Zu prüfender Text:
○ ○ ○ ○ ○

Das polnische Pilecki-Institut nimmt täglich zwischen 10 und 18 Uhr Hilfsgüter am Pariser Platz 4a an.
Wer Geflüchteten Übernachtungsmöglichkeiten anbieten will, kann das Angebot auf den Plattformen Elinor oder Wunderflats eintragen.
Brandenburger*innen können Unterkunftsangebote per Mail an das Integrationsministerium des Landes richten (unterkunftsangebote.ukraine@msgiv.brandenburg.de).
Über die Website Ukrainehelpberlin werden Fahrten von Polen nach Deutschland organisiert.
Auf Telegram organisieren sich Helfer*innen in Gruppen wie »ZOB Arrival Team« oder »PL - DE transport«. ltb
Sie wisse gar nicht, wie sie sich fühlen soll, wolle am liebsten »einfach nur weinen«, sagt Anna. Ihre Mutter sei in der Ukraine geblieben, weil sie denkt, der russische Angriff sei in ein paar Tagen wieder vorbei. Dabei seien sie kurz vor der Flucht noch bei ihr gewesen, weil die Oma gerade die Enkelkinder betreut habe, als Anna und ihr Mann sich zur Flucht entschlossen. Anna zeigt auf ihrem Handy ein letztes Foto, das sie von ihrem Haus aus gemacht habe. Darauf ist Qualm zu sehen, der hinter den Nachbarhäusern in den Himmel steigt. Anna hat große Angst um ihre Mutter. Sie sagt, die russische Armee würde gezielt auch auf Zivilist*innen schießen oder auf Autos, selbst wenn Kinder darin sitzen.
Ihre Mutter wohne 100 Kilometer von Odessa entfernt, sämtliche Straßen dorthin seien schon verbarrikadiert gewesen, als Anna und ihr Mann sich auf den Weg machten, um die Kinder dort abzuholen. Dann ging es mit dem Zug weiter nach Lwiw, eine Stadt kurz vor der polnischen Grenze, und von dort aus mit dem Bus nach Berlin. Eigentlich wollen sie noch weiter bis nach London, denn dort hat die Familie Freund*innen. Diese Nacht werden sie aber erst einmal in Berlin verbringen, damit die Kinder sich ausruhen und alle sich waschen können.
Nele, eine der Helfer*innen, hat sich spontan bereit erklärt, Annas Familie bei sich zu Hause zu beherbergen. »Ich habe Zeit und möchte gerne helfen. 2015 habe ich das auch schon gemacht«, sagt Nele. Sie spreche zwar kein Ukrainisch, »aber wir werden uns schon verständigen. Außerdem habe ich auch drei Kinder«, erzählt sie.

○ ○ ○ ○ ○

Die Daten:

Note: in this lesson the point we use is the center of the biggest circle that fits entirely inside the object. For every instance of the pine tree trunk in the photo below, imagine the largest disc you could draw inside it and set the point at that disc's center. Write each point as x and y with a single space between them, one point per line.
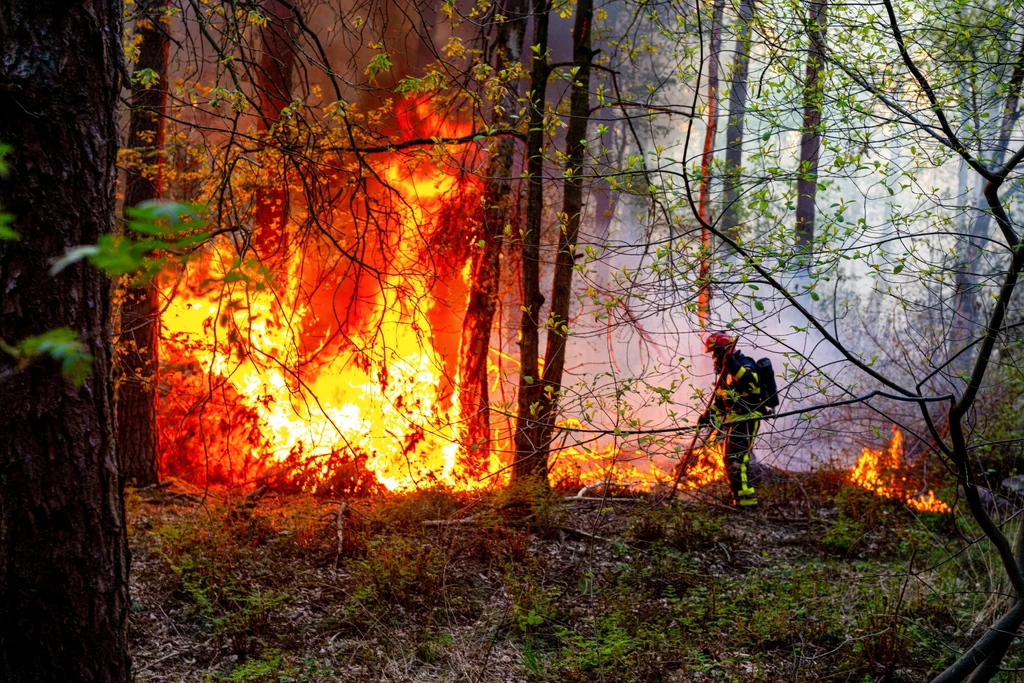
737 114
64 559
273 90
486 268
139 340
707 159
561 287
810 139
526 463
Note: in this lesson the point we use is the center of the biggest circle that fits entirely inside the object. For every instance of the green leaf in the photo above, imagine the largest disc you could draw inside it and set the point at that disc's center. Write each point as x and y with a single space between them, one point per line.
60 344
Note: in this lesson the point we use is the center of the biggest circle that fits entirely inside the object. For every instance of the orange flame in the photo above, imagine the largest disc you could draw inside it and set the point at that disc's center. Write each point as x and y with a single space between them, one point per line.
322 393
882 472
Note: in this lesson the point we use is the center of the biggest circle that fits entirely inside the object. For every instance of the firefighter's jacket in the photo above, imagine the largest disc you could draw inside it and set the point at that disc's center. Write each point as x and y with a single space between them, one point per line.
738 390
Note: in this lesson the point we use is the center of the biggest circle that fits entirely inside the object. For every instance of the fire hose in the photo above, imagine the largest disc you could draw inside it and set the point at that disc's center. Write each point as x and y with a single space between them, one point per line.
701 421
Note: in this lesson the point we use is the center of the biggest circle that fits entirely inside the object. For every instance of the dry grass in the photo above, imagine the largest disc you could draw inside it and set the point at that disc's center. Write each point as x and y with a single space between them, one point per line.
535 588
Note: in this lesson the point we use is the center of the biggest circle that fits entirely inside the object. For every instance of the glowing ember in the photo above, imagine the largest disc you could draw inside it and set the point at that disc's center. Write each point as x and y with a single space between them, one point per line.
882 472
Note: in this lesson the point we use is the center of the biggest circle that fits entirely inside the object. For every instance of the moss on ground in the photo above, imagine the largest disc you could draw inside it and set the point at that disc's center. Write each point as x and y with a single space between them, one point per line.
548 590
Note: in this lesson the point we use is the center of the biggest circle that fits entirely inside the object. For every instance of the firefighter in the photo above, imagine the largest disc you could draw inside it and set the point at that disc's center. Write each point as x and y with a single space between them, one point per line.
737 396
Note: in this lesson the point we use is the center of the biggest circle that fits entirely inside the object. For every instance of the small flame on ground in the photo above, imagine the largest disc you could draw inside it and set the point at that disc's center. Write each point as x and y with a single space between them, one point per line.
634 469
883 473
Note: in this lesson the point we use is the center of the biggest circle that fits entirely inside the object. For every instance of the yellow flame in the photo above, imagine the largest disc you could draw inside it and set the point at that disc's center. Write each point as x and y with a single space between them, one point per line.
882 472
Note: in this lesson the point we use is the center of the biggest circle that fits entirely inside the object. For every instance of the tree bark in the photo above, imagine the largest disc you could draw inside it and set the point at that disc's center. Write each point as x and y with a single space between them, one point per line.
810 139
64 560
561 287
707 159
273 85
737 114
138 343
486 264
526 465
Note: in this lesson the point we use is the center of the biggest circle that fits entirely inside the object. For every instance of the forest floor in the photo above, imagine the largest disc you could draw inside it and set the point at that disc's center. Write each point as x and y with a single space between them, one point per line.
839 586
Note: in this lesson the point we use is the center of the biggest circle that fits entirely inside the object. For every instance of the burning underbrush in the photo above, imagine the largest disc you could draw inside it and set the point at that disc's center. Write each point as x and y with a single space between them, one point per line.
885 473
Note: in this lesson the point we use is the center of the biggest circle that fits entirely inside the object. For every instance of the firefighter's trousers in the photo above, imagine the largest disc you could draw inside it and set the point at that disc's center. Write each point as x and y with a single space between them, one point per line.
738 441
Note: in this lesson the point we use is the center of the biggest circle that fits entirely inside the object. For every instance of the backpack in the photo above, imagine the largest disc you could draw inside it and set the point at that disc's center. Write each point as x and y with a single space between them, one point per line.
766 378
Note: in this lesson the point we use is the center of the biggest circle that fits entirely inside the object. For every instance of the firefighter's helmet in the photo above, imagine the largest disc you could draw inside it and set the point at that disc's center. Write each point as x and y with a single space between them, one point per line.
720 343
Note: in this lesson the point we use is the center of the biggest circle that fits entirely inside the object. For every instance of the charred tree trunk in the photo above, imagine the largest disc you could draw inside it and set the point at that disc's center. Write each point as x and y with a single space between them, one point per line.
707 159
737 113
810 139
486 268
139 339
561 287
64 559
273 84
527 464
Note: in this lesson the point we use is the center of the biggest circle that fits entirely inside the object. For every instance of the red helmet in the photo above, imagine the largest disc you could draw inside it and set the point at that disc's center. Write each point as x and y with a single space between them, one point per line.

○ ○ ○ ○ ○

Erforderliche Aktion 1: Ändere im Text über die Hilfe für Geflüchtete den Abschnitt von „Das polnische Pilecki-Institut“ bis einschließlich „oder Wunderflats eintragen.“ ab. Ersetze darin „Hilfsgüter“ durch „Sachspenden“ und gib den Abschnitt vollständig wieder.
Erforderliche Aktion 2: Führe den Text über die Hilfe für Geflüchtete nach seinem letzten Satz weiter.

Erwartete Ausgabe 1:
Das polnische Pilecki-Institut nimmt täglich zwischen 10 und 18 Uhr Sachspenden am Pariser Platz 4a an.
Wer Geflüchteten Übernachtungsmöglichkeiten anbieten will, kann das Angebot auf den Plattformen Elinor oder Wunderflats eintragen.

Erwartete Ausgabe 2:
Wie es langfristig für Annas Familie weitergehen soll, wissen sie noch nicht. Die Tochter sollte im Herbst in die Schule und der Sohn in den Kindergarten kommen. »Wir wollen Sicherheit für die Kinder und keine Angst haben, dass irgendwo eine Bombe einschlägt. Ich verstehe nicht, warum das alles passiert, warum die Russen das tun«, sagt Anna verzweifelt. Wieder muss sie weinen. Auch Sophia, die Dolmetscherin, hat Tränen in den Augen.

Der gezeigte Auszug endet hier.